--- Exercise ---
The answer must consist of every line below that holds the word "waist".

--- Study material ---
______________________________

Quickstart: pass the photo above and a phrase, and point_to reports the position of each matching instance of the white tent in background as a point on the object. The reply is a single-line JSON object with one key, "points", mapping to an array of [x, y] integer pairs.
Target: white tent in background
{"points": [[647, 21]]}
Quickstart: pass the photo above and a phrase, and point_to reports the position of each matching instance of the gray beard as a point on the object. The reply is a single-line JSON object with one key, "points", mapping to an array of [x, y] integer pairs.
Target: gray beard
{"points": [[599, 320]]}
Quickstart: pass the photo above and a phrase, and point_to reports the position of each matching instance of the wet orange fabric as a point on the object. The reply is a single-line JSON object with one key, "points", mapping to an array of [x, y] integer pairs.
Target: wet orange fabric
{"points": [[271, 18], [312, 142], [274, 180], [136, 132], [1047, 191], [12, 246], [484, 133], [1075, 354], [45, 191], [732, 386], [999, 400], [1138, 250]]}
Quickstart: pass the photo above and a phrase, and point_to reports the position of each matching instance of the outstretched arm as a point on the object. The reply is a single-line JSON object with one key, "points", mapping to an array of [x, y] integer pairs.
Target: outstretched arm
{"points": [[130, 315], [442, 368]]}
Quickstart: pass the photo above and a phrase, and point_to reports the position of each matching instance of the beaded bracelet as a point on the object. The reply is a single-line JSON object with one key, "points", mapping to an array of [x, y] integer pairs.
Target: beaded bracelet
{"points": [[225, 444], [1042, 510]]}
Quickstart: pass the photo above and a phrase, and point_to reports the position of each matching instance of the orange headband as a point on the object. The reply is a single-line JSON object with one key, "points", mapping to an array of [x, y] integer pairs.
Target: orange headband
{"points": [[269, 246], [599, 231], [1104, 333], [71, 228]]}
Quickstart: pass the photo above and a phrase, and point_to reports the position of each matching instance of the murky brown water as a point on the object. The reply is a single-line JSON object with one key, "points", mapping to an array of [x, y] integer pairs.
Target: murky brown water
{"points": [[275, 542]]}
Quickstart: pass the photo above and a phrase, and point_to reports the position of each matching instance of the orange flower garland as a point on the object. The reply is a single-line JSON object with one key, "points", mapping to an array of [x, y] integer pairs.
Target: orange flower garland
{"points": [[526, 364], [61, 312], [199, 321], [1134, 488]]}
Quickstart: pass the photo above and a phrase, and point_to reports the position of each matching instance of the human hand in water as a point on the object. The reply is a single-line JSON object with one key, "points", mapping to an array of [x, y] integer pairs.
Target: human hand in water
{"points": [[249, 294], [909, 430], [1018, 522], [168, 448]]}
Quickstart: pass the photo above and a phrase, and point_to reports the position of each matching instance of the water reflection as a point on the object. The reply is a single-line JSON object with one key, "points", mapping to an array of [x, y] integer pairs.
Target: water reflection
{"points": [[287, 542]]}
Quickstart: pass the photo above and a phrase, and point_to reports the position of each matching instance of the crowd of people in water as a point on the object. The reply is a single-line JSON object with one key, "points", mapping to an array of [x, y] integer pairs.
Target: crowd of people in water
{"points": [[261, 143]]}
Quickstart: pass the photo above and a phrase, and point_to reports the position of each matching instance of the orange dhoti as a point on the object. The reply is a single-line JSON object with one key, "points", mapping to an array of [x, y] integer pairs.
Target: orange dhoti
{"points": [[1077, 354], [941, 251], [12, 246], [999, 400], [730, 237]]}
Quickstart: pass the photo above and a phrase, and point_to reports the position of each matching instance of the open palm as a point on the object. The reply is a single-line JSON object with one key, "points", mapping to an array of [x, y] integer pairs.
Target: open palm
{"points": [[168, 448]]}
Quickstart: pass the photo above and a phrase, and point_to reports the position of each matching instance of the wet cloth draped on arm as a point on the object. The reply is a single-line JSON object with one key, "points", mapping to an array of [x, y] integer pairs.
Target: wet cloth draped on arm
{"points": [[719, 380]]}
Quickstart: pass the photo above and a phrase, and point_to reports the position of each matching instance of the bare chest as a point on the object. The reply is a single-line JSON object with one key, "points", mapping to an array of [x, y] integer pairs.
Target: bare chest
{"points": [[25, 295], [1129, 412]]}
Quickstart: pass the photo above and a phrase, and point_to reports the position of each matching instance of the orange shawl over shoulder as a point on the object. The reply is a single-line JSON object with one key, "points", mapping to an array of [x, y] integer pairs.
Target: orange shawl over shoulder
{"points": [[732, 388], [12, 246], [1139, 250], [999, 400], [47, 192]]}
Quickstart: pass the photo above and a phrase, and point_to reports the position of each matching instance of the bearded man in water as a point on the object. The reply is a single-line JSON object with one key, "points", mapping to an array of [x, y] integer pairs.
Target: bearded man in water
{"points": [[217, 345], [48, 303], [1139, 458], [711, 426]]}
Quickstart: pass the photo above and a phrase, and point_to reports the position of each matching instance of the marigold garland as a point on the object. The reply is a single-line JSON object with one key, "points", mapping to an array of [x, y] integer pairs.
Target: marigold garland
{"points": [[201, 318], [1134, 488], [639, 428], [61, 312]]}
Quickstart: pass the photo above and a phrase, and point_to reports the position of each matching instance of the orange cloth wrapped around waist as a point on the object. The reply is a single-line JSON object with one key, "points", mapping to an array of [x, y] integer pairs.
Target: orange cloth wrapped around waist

______________________________

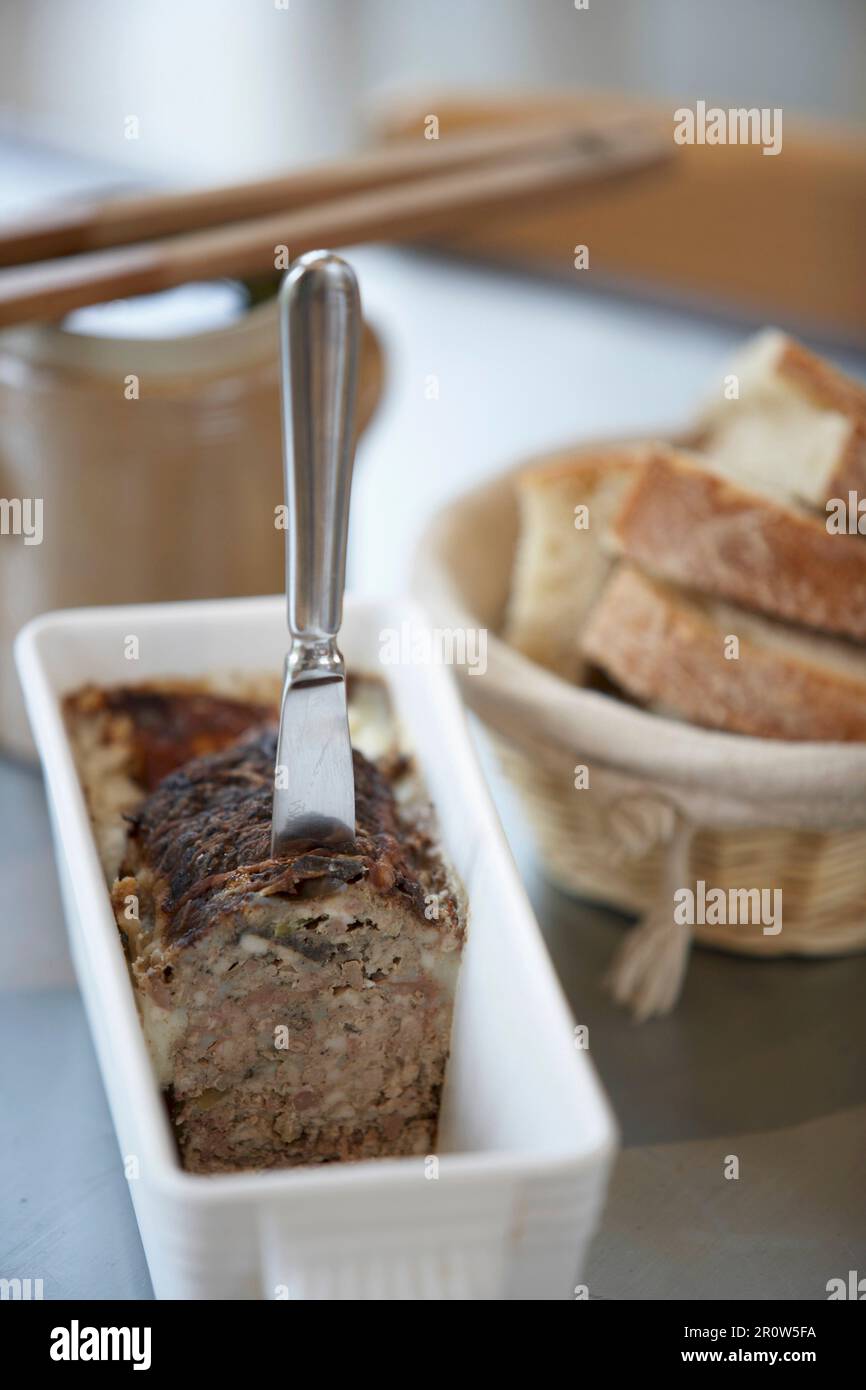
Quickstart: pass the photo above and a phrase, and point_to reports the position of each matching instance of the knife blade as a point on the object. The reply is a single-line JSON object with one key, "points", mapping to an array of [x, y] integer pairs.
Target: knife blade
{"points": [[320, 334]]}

______________________________

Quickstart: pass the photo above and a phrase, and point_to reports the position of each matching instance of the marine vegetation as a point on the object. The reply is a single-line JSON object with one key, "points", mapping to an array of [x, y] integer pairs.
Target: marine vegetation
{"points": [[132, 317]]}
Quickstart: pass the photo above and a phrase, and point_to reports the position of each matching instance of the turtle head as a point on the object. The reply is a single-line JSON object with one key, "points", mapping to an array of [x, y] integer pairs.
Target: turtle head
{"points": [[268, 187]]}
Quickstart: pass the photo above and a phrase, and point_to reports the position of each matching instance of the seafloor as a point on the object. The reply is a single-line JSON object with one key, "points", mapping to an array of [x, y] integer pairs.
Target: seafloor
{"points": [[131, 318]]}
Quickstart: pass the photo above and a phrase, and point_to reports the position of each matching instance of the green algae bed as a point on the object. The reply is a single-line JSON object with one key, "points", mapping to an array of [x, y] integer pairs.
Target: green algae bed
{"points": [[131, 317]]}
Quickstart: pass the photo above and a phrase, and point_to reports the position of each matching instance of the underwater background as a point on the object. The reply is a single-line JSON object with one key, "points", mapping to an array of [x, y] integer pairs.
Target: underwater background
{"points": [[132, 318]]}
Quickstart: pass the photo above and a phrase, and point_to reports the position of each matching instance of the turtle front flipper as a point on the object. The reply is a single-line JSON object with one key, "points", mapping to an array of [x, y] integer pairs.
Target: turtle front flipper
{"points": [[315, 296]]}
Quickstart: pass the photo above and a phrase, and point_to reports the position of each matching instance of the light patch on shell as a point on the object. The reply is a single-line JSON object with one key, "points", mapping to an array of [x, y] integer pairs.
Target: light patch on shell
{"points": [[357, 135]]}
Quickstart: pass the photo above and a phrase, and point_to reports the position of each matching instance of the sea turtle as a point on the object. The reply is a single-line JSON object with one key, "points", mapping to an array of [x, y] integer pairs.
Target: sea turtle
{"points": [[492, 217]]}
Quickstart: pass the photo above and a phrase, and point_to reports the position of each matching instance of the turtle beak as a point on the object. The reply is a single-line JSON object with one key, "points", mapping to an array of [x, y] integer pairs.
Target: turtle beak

______________________________

--- Reply to the task ---
Quickstart: pass the photo above and a phrase, and point_to reports the position of each matching instance of the orange cloth wrapped around waist as a point on the object. The reply is a single-line JSON object with one key, "points", mapping to an array of [x, y] integer pairs.
Target: orange cloth wrapped around waist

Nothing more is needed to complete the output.